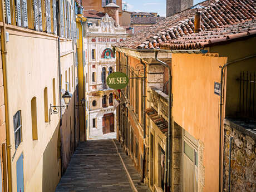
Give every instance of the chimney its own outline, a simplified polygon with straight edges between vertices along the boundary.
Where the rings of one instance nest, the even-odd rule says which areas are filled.
[[[112,17],[115,21],[116,25],[119,24],[119,11],[120,8],[114,3],[110,3],[104,7],[104,13],[107,13],[109,16]]]
[[[201,31],[201,13],[196,11],[195,14],[195,28],[194,32],[199,33]]]

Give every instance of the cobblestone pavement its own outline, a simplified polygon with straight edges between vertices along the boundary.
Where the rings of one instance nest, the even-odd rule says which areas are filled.
[[[129,167],[129,171],[131,171]],[[134,171],[134,168],[131,178],[135,176]],[[139,181],[137,174],[138,177],[135,178]],[[144,186],[143,184],[137,185],[141,185]],[[137,191],[149,191],[144,188],[139,188]],[[80,143],[56,192],[80,191],[133,191],[112,139]]]

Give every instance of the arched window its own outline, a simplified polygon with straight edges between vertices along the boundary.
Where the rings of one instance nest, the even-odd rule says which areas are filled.
[[[45,103],[45,122],[49,122],[49,116],[48,112],[48,93],[47,87],[45,87],[43,90],[44,103]]]
[[[92,72],[92,82],[95,82],[95,72]]]
[[[115,55],[114,54],[113,51],[110,48],[107,48],[103,51],[102,53],[101,53],[101,58],[115,58]]]
[[[101,72],[101,81],[102,83],[106,83],[106,68],[102,67],[102,71]]]
[[[105,95],[102,97],[102,107],[107,107],[107,95]]]
[[[113,72],[113,69],[112,67],[109,67],[109,75],[111,74]]]
[[[113,93],[109,94],[109,105],[113,105]]]
[[[32,128],[32,139],[37,140],[37,116],[36,110],[36,97],[31,100],[31,120]]]

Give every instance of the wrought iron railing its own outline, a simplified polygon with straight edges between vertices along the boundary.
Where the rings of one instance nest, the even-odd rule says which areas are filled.
[[[239,115],[246,120],[256,120],[255,72],[241,72],[239,92]]]

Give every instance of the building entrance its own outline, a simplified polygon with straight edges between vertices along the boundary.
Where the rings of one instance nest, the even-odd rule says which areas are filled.
[[[114,114],[105,114],[102,119],[102,132],[103,134],[114,132]]]

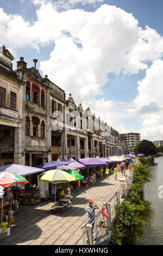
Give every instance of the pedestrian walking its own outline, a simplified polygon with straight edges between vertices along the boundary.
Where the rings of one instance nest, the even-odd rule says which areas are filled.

= = = = = = =

Rewrite the records from the line that has "Give every instance of the building" through the line that has "[[[114,114],[105,114],[102,119],[102,132],[103,134],[114,132]]]", replacing "building entrance" with "doorway" and leaving everything else as it is.

### Result of this exercise
Give every instance of the doorway its own outline, a simplified polygon with straight edges between vertices along the boundary.
Where the rings of one instance nest, the even-odd rule says which areas are filled.
[[[114,114],[105,114],[102,119],[102,132],[103,134],[114,132]]]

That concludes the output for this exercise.